For example, seen from the outside, Tolkien's Middle-earth
derives from the pagan Norse world-view, plus his knowledge and love of
Anglo-Saxon history (Rohan) and medievalism (Gondor), and of trees (all the
various forests). One can add to this Tolkien's memories of pre-war rural
middle England (the Shire), and of the trenches of World War I, and so on.
The result is a complex but ultimately tightly determined and defined place.
But for the sym- pathetic reader, it is not like that at all. He or she stands in
an endless dark, damp forest with the light failing; or in a village pub in
multiracial company which ranges from the oddly familiar to the distinctly
odd; or at the foot of mountains which rear ever higher until stretching out of
sight in the unguessable distance. It is effectively unbounded, either in extent
or variety.
Any analysis which recognizes only the first world as important,
and dismisses or belittles the second, commits the violence of reductionism.

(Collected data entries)
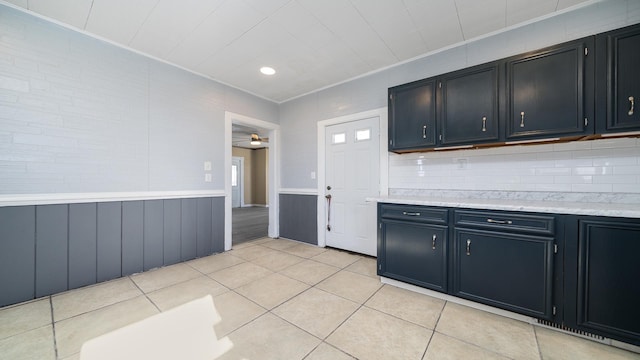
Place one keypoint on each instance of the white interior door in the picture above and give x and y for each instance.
(352, 174)
(236, 181)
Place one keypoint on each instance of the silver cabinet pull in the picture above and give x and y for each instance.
(507, 222)
(410, 213)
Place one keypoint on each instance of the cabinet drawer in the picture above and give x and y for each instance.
(414, 213)
(505, 221)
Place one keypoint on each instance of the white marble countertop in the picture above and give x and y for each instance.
(540, 206)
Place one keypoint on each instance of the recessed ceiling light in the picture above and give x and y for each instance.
(267, 70)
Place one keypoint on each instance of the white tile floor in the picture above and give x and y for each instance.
(281, 299)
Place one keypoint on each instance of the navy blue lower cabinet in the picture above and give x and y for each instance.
(509, 271)
(413, 245)
(603, 256)
(416, 253)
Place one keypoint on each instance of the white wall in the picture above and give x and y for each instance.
(298, 117)
(80, 115)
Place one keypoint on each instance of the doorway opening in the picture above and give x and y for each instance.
(249, 188)
(251, 206)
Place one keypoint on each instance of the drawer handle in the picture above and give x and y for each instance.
(410, 213)
(507, 222)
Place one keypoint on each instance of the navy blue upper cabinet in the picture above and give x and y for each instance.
(412, 116)
(618, 80)
(549, 91)
(468, 106)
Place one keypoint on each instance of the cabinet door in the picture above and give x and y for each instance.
(414, 253)
(469, 106)
(412, 116)
(509, 271)
(546, 93)
(620, 52)
(608, 287)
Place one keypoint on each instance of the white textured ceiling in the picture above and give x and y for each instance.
(312, 44)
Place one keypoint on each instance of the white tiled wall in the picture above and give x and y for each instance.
(610, 165)
(78, 115)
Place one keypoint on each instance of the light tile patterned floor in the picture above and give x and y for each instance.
(281, 299)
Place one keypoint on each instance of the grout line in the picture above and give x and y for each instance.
(53, 327)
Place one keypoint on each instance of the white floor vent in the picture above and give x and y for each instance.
(573, 331)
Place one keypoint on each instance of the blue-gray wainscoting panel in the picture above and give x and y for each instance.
(46, 249)
(188, 229)
(109, 246)
(17, 250)
(52, 249)
(298, 217)
(82, 245)
(132, 237)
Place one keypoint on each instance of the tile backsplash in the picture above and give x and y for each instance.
(595, 166)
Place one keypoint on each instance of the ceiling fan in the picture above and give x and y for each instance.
(257, 140)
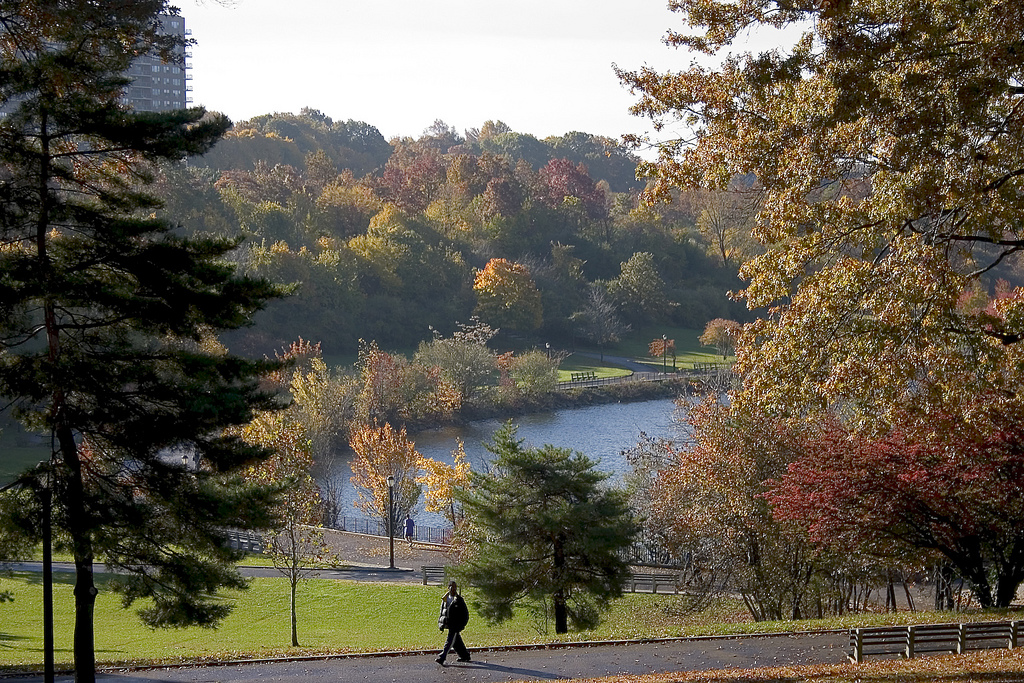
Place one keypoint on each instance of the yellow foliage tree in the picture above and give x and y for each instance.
(442, 481)
(507, 296)
(298, 539)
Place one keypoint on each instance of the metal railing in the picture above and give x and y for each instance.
(378, 527)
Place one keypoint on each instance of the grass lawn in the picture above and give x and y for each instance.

Task 1 = Quote the passage on Tolkien's Middle-earth, everything from "The result is" down to "violence of reductionism.".
Task 2 =
Answer these questions from the passage on Tolkien's Middle-earth:
(a) Which place in Middle-earth is tied to Anglo-Saxon history?
(b) Memories of what does the Shire come from?
(c) What does an analysis commit if it recognizes only the first world as important and dismisses or belittles the second?

Your solution 1 =
The result is a complex but ultimately tightly determined and defined place.
But for the sym- pathetic reader, it is not like that at all. He or she stands in
an endless dark, damp forest with the light failing; or in a village pub in
multiracial company which ranges from the oddly familiar to the distinctly
odd; or at the foot of mountains which rear ever higher until stretching out of
sight in the unguessable distance. It is effectively unbounded, either in extent
or variety.
Any analysis which recognizes only the first world as important,
and dismisses or belittles the second, commits the violence of reductionism.

Your solution 2 =
(a) Rohan
(b) Pre-war rural middle England
(c) The violence of reductionism